Pictures stay out; everything else in the entries below is to be duplicated exactly.

----

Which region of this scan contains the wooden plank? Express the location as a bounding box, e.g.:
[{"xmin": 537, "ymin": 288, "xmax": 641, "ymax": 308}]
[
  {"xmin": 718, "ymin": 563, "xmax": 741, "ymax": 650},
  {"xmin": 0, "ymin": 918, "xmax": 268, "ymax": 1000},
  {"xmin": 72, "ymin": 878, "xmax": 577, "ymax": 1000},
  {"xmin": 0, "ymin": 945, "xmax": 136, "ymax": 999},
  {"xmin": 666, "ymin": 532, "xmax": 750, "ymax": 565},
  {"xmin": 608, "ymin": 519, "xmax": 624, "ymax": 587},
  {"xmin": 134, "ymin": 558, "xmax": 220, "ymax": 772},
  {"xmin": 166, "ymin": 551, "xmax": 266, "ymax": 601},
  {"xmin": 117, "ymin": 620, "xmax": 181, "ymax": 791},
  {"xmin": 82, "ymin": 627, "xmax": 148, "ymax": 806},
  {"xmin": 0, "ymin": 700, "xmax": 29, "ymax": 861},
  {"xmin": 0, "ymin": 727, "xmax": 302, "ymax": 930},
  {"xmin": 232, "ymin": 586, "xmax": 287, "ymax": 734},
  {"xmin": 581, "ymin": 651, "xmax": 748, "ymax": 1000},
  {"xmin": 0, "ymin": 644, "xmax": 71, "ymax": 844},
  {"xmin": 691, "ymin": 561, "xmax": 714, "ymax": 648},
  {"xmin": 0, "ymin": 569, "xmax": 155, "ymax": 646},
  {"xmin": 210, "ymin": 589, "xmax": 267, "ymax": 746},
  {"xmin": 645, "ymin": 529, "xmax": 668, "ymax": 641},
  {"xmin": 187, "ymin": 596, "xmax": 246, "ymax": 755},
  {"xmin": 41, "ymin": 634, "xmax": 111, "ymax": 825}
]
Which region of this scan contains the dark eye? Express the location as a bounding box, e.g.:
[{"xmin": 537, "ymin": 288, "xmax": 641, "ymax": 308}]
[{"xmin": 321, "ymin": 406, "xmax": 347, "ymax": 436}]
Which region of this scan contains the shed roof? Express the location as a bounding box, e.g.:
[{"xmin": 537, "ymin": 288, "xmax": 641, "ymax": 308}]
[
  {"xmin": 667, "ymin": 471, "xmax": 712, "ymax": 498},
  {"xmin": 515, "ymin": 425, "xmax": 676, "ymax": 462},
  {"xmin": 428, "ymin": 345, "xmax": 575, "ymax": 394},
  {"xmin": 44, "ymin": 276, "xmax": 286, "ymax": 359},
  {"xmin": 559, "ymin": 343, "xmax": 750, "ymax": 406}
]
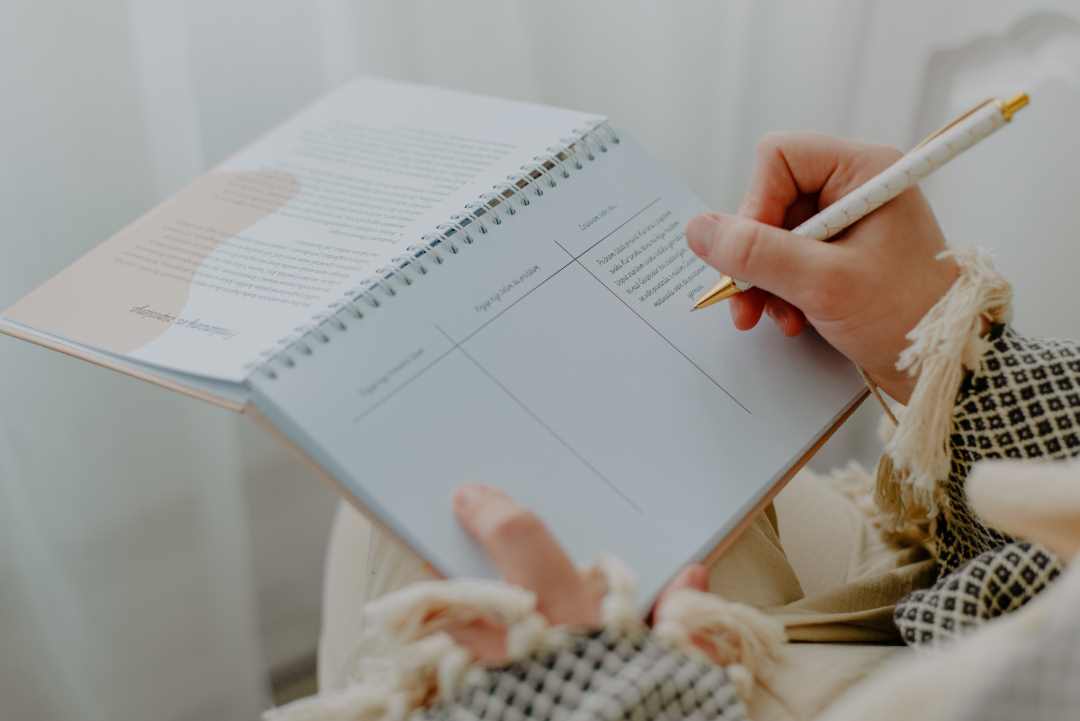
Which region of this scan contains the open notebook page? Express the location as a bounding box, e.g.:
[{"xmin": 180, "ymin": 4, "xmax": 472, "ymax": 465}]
[
  {"xmin": 250, "ymin": 131, "xmax": 864, "ymax": 604},
  {"xmin": 3, "ymin": 78, "xmax": 600, "ymax": 382}
]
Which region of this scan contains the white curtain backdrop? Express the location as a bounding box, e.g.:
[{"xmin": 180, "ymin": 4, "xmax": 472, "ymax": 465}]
[{"xmin": 2, "ymin": 2, "xmax": 1077, "ymax": 719}]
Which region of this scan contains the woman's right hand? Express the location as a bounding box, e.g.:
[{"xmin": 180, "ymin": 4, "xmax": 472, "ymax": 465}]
[{"xmin": 685, "ymin": 132, "xmax": 958, "ymax": 404}]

----

◆ Response to the task
Which region of this scan contains the wooden plank? Express the location as a bounding box, e.g.:
[{"xmin": 537, "ymin": 288, "xmax": 641, "ymax": 308}]
[
  {"xmin": 718, "ymin": 563, "xmax": 741, "ymax": 650},
  {"xmin": 0, "ymin": 918, "xmax": 268, "ymax": 1000},
  {"xmin": 72, "ymin": 878, "xmax": 577, "ymax": 1000},
  {"xmin": 0, "ymin": 945, "xmax": 136, "ymax": 999},
  {"xmin": 666, "ymin": 532, "xmax": 750, "ymax": 565},
  {"xmin": 608, "ymin": 519, "xmax": 624, "ymax": 587},
  {"xmin": 134, "ymin": 558, "xmax": 220, "ymax": 772},
  {"xmin": 166, "ymin": 551, "xmax": 266, "ymax": 601},
  {"xmin": 117, "ymin": 620, "xmax": 181, "ymax": 791},
  {"xmin": 82, "ymin": 627, "xmax": 148, "ymax": 806},
  {"xmin": 0, "ymin": 700, "xmax": 29, "ymax": 861},
  {"xmin": 0, "ymin": 727, "xmax": 302, "ymax": 930},
  {"xmin": 232, "ymin": 586, "xmax": 287, "ymax": 734},
  {"xmin": 581, "ymin": 651, "xmax": 748, "ymax": 1000},
  {"xmin": 0, "ymin": 644, "xmax": 71, "ymax": 844},
  {"xmin": 691, "ymin": 561, "xmax": 714, "ymax": 648},
  {"xmin": 0, "ymin": 569, "xmax": 155, "ymax": 646},
  {"xmin": 210, "ymin": 589, "xmax": 267, "ymax": 746},
  {"xmin": 645, "ymin": 529, "xmax": 668, "ymax": 641},
  {"xmin": 187, "ymin": 596, "xmax": 246, "ymax": 755},
  {"xmin": 41, "ymin": 634, "xmax": 111, "ymax": 825}
]
Which region of this scan contains the dark eye? Express the location as a bounding box, e.g.:
[{"xmin": 537, "ymin": 288, "xmax": 641, "ymax": 308}]
[{"xmin": 321, "ymin": 406, "xmax": 347, "ymax": 436}]
Which region of this scan contains the shed roof? Express the location as a bounding box, e.g.:
[{"xmin": 537, "ymin": 288, "xmax": 641, "ymax": 308}]
[
  {"xmin": 667, "ymin": 471, "xmax": 712, "ymax": 498},
  {"xmin": 515, "ymin": 425, "xmax": 676, "ymax": 462},
  {"xmin": 428, "ymin": 345, "xmax": 575, "ymax": 394},
  {"xmin": 44, "ymin": 276, "xmax": 286, "ymax": 359},
  {"xmin": 559, "ymin": 343, "xmax": 750, "ymax": 406}
]
Which region of this scan contains the open notebook page? Express the location as a bounding box, e.g.:
[{"xmin": 180, "ymin": 4, "xmax": 472, "ymax": 465}]
[
  {"xmin": 250, "ymin": 131, "xmax": 864, "ymax": 604},
  {"xmin": 3, "ymin": 78, "xmax": 600, "ymax": 382}
]
Which region of this scan contains the white curtain backdrop? Express the location as a bounding box, e.g.:
[{"xmin": 180, "ymin": 4, "xmax": 472, "ymax": 465}]
[{"xmin": 2, "ymin": 2, "xmax": 1077, "ymax": 719}]
Which region of this scan contains the woman's right hand? Express the location as a bounding box, e.g.:
[{"xmin": 180, "ymin": 4, "xmax": 472, "ymax": 465}]
[{"xmin": 685, "ymin": 132, "xmax": 958, "ymax": 404}]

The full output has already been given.